_Dataset content_:
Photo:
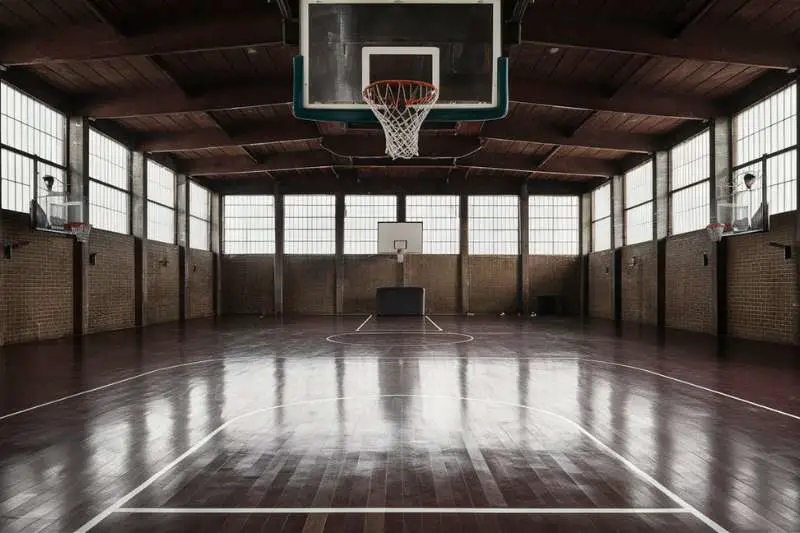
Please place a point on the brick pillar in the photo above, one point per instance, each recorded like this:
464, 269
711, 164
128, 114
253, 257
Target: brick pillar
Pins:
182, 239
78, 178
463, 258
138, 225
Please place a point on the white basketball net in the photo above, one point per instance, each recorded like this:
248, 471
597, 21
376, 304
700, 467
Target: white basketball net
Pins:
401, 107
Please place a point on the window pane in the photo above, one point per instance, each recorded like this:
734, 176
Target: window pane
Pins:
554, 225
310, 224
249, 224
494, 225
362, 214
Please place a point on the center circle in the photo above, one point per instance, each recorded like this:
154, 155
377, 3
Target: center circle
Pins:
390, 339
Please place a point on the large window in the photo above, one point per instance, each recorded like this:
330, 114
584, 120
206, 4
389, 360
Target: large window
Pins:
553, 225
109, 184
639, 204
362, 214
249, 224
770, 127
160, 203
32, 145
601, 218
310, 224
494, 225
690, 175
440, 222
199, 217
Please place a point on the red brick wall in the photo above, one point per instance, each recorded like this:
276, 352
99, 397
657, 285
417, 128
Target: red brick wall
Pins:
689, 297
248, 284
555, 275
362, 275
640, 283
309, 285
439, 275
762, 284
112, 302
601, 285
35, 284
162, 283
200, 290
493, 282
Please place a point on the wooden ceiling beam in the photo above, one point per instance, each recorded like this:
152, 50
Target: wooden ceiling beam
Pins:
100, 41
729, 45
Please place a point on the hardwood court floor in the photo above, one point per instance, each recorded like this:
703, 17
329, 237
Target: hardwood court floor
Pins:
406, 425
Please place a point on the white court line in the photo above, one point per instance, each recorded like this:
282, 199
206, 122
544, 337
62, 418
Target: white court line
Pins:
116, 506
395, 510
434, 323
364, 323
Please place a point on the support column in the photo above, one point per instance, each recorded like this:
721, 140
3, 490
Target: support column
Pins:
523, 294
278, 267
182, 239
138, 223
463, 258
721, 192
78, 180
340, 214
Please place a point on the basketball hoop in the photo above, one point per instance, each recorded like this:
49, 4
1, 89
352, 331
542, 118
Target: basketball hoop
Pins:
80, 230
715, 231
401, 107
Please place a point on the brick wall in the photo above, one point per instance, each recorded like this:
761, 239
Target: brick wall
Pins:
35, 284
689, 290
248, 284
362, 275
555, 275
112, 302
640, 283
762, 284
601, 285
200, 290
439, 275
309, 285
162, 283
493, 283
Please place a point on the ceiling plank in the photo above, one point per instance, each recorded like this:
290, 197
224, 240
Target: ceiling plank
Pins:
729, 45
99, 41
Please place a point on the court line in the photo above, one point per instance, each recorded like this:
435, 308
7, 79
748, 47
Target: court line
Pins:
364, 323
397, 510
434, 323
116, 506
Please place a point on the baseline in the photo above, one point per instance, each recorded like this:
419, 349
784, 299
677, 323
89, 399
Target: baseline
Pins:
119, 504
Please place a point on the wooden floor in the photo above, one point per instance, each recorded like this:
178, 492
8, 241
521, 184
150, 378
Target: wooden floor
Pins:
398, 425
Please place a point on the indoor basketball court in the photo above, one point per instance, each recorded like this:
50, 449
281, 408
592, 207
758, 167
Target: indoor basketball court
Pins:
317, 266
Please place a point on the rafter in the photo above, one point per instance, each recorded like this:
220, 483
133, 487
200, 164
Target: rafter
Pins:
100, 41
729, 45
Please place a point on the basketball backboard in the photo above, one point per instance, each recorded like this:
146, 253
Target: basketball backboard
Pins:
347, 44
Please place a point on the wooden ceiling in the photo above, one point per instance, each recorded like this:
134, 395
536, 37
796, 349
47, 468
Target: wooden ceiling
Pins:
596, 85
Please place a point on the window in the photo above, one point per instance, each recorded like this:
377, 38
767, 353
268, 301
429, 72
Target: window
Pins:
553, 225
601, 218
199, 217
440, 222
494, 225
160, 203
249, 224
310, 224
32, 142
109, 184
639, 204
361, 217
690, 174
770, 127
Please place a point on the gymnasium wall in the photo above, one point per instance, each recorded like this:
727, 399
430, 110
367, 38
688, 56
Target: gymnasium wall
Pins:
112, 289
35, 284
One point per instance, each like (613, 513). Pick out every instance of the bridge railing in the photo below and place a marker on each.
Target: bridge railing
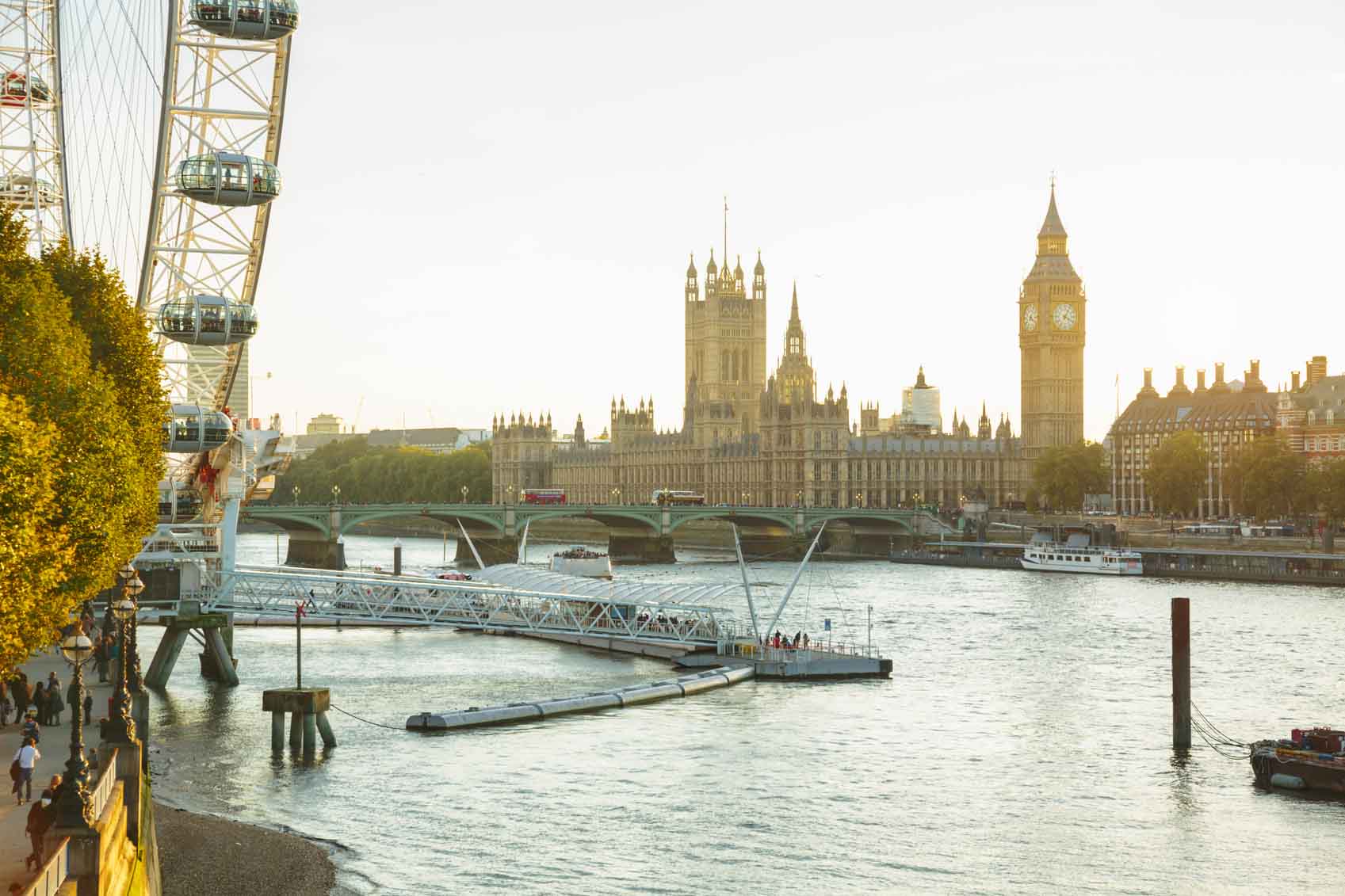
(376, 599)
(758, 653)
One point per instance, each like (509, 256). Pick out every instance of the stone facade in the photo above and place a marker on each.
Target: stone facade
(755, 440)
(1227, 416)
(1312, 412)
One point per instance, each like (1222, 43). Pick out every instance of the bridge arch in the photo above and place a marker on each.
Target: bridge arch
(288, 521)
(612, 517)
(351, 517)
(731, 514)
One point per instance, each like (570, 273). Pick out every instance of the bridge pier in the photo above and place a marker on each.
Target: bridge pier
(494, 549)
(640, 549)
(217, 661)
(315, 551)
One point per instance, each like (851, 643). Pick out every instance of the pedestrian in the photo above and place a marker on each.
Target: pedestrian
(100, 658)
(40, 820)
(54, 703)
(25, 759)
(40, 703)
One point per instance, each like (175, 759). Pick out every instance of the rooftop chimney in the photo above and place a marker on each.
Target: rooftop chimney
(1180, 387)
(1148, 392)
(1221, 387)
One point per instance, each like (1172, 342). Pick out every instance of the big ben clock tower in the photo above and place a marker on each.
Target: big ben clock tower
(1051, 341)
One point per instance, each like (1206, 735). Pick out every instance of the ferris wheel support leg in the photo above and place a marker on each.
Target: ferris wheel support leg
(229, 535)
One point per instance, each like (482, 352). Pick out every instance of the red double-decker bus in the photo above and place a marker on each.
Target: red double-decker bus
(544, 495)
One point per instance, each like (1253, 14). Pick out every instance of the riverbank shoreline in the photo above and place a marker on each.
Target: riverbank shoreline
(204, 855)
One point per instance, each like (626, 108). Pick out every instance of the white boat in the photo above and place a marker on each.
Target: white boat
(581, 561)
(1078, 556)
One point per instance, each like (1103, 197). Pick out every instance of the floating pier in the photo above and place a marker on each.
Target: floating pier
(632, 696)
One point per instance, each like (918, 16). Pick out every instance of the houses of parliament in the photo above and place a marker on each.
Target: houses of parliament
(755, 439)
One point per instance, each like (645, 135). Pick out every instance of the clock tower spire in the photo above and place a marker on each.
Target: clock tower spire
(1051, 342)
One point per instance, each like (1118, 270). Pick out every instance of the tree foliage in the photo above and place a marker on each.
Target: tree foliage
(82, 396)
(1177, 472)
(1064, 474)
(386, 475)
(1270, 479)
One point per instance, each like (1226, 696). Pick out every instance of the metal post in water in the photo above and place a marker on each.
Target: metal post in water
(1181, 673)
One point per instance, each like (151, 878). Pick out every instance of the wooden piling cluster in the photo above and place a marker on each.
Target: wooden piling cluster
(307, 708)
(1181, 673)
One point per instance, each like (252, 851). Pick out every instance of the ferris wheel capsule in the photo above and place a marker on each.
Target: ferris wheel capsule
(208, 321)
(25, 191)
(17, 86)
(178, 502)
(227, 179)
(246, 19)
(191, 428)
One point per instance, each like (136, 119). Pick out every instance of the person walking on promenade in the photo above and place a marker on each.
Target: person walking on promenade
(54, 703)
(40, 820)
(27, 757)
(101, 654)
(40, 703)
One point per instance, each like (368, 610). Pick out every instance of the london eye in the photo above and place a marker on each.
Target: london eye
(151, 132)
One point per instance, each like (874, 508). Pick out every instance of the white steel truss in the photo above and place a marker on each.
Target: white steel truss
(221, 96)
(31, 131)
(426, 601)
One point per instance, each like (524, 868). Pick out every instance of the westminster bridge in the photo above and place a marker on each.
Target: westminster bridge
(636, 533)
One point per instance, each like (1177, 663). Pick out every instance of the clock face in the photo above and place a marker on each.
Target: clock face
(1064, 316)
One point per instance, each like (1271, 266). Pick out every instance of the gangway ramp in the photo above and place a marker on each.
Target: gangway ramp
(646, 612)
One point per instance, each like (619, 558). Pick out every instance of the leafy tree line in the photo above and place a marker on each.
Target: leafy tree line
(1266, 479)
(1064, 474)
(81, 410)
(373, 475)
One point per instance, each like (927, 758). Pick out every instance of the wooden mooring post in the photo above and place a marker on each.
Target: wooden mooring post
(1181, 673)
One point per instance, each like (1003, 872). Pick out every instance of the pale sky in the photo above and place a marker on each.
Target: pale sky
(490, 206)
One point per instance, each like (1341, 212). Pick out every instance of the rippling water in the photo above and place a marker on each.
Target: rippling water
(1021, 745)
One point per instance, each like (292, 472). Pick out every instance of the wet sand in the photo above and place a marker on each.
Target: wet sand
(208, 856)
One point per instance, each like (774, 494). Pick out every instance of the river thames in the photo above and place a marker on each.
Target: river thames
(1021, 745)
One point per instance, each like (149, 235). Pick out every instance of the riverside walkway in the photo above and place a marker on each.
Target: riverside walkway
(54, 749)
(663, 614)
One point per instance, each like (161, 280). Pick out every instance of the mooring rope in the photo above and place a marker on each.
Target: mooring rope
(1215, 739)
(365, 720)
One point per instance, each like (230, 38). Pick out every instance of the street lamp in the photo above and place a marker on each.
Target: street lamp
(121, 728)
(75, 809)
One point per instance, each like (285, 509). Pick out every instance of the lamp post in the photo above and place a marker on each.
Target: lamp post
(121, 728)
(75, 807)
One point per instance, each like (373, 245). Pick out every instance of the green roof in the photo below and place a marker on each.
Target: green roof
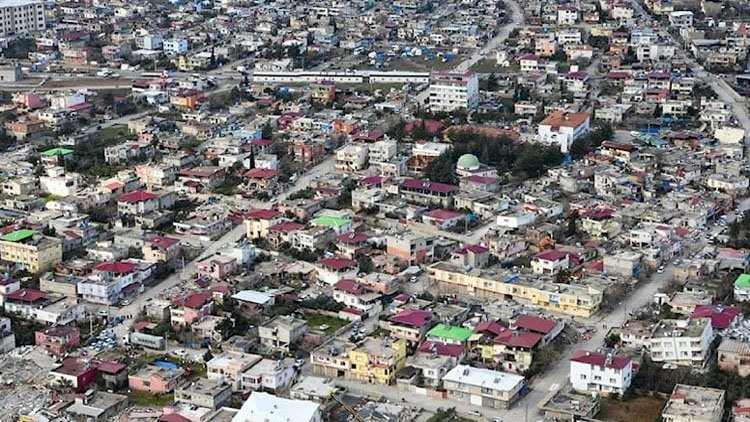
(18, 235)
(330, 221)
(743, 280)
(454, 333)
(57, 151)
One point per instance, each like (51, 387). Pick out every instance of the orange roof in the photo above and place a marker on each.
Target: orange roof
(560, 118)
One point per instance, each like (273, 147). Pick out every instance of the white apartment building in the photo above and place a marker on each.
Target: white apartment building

_Short exercise_:
Leave the pictures out, and reproduce only the lines from the line holding "One point per instance, each like (292, 472)." through the last line of the material, both included.

_Result below_:
One point per instance, each like (292, 472). Pick out every instance of the wet sand in the photo above and place a marker on each.
Target: wet sand
(208, 856)
One point per instance, each like (774, 494). Pick out every instance of the river thames in the photo above and place a marker on each.
Target: river thames
(1021, 745)
One point per instance, each like (149, 235). Pick out every instance of the riverside walkway in the photo above and place a marker on each.
Target: riverside walkway
(54, 749)
(663, 614)
One point per instance, each like (161, 280). Pick out every instance of the mooring rope in the photo above and place a marker on each.
Target: mooring rope
(1215, 739)
(365, 720)
One point per instance, each like (230, 38). Pick out every instance of the street lamp in the photo above and place a marker on each.
Target: street lamp
(121, 728)
(75, 809)
One point per instance, each like (285, 509). Pick out every instance of the lamp post in the photo above and place a marker on each.
Target: lamp post
(121, 728)
(75, 807)
One point per instance, each like (373, 245). Pick out every instance of the green roof in the photo below and place a marker on each.
Target: green roof
(18, 235)
(330, 221)
(743, 280)
(454, 333)
(57, 151)
One point per instance, each like (51, 387). Pick out every instance of the orange roof in the photo above and place a marker on each.
Target: orange roof
(560, 118)
One point per instance, each like (273, 147). Pick out every instance of the white apartment building in the photo above and place a marker on each.
Target: white apartment building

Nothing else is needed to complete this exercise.